--- THE PROBLEM ---
Omit the images, then output each of the records below exactly.

(Dataset excerpt)
begin
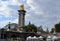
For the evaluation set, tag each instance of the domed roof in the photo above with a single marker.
(12, 25)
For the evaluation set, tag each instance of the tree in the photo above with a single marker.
(57, 27)
(30, 28)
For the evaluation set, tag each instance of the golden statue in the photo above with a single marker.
(22, 7)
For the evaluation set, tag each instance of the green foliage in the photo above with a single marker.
(31, 28)
(57, 27)
(52, 30)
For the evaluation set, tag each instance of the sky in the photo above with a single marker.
(45, 13)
end
--- REPLY TO THE TASK ---
For the evaluation set, tag each instance of the domed roof in the photo above with a single marker.
(12, 25)
For the evaluation set, tag each instance of the tree in the photo above with a single marker.
(57, 27)
(30, 28)
For the evaluation set, tag each instance of the golden statue in the photo above with a single marker.
(22, 7)
For the evaluation set, tag each instance of the green foliage in the photo above with a single marker.
(31, 28)
(57, 27)
(52, 30)
For the evaluation set, tag each instance of the sky in the photo above with a single marker.
(45, 13)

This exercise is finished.